Each line below needs to be restated word for word.

Data records
○ ○ ○

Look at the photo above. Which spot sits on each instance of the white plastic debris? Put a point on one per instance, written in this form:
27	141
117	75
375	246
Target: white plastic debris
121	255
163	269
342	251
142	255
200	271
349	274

○ ○ ○

**Exercise result**.
Look at the photo above. Which spot sits on each instance of the white plastic debris? Put a point on one per instance, written in this form:
27	141
117	75
375	246
Target: white plastic debris
121	255
163	269
342	251
142	255
200	271
349	274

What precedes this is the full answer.